> [Listed records]:
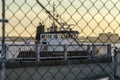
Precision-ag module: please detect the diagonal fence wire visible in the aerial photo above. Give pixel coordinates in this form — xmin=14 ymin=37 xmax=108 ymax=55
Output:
xmin=0 ymin=0 xmax=119 ymax=80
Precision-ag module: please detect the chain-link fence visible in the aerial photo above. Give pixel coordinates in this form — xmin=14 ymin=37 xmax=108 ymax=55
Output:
xmin=0 ymin=0 xmax=120 ymax=80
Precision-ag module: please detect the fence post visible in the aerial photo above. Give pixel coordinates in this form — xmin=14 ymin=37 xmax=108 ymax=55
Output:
xmin=114 ymin=49 xmax=120 ymax=80
xmin=107 ymin=44 xmax=111 ymax=58
xmin=36 ymin=44 xmax=41 ymax=61
xmin=64 ymin=45 xmax=67 ymax=60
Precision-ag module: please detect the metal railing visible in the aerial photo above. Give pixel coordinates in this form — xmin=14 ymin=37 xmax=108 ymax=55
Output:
xmin=3 ymin=44 xmax=111 ymax=61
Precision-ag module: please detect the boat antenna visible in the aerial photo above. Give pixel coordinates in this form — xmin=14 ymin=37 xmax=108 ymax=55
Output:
xmin=36 ymin=0 xmax=84 ymax=45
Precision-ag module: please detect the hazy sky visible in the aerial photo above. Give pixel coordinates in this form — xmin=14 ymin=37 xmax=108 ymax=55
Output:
xmin=0 ymin=0 xmax=120 ymax=37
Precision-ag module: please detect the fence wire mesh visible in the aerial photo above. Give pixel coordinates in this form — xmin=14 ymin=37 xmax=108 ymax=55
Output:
xmin=0 ymin=0 xmax=120 ymax=80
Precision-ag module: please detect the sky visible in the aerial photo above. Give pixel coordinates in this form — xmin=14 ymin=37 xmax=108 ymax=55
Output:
xmin=0 ymin=0 xmax=120 ymax=37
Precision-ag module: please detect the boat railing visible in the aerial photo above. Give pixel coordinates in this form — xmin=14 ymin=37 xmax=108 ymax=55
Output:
xmin=0 ymin=44 xmax=111 ymax=61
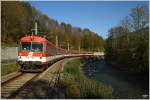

> [Problem to solve]: Could you format the data above as a JSON list of strings, with one string per line, no blank lines, and the pictures left out?

> [Worked solution]:
[
  "Precision-ag module: please detect the diagonal fence wire visible in the aerial photo above. Give pixel coordinates in this form — xmin=14 ymin=37 xmax=108 ymax=55",
  "Output:",
  "xmin=0 ymin=0 xmax=119 ymax=80",
  "Precision-ag module: please detect the chain-link fence visible in the aerial photo above. Give pixel coordinates in this form — xmin=14 ymin=37 xmax=108 ymax=55",
  "Output:",
  "xmin=0 ymin=0 xmax=120 ymax=80",
  "Precision-ag module: please detect the fence post visible in the aerial photo above. Give pixel coordinates in this form — xmin=14 ymin=37 xmax=108 ymax=55",
  "Output:",
  "xmin=114 ymin=49 xmax=120 ymax=80",
  "xmin=107 ymin=44 xmax=111 ymax=58",
  "xmin=36 ymin=44 xmax=41 ymax=61",
  "xmin=64 ymin=45 xmax=67 ymax=60",
  "Precision-ag module: please detect the metal railing visible in the aerial photo above. Give pixel coordinates in this form — xmin=14 ymin=37 xmax=108 ymax=55",
  "Output:",
  "xmin=3 ymin=44 xmax=111 ymax=61",
  "Precision-ag module: please detect the boat antenna visible in the aerial photo above. Give pixel coordinates in this form — xmin=14 ymin=37 xmax=108 ymax=55",
  "Output:",
  "xmin=36 ymin=0 xmax=84 ymax=45",
  "Precision-ag module: please detect the hazy sky visible in the aerial photo above. Give pixel coordinates in this form — xmin=14 ymin=37 xmax=108 ymax=55",
  "Output:",
  "xmin=0 ymin=0 xmax=120 ymax=37",
  "Precision-ag module: please detect the fence wire mesh visible in the aerial photo above. Give pixel coordinates in this form — xmin=14 ymin=37 xmax=108 ymax=55",
  "Output:",
  "xmin=0 ymin=0 xmax=120 ymax=80",
  "Precision-ag module: please detect the sky visible in the aerial photo above. Give pixel coordinates in this form — xmin=14 ymin=37 xmax=108 ymax=55",
  "Output:",
  "xmin=0 ymin=0 xmax=120 ymax=37",
  "Precision-ag module: please detect the boat railing visible in the aerial photo above. Give pixel coordinates in this form — xmin=14 ymin=37 xmax=108 ymax=55",
  "Output:",
  "xmin=0 ymin=44 xmax=111 ymax=61"
]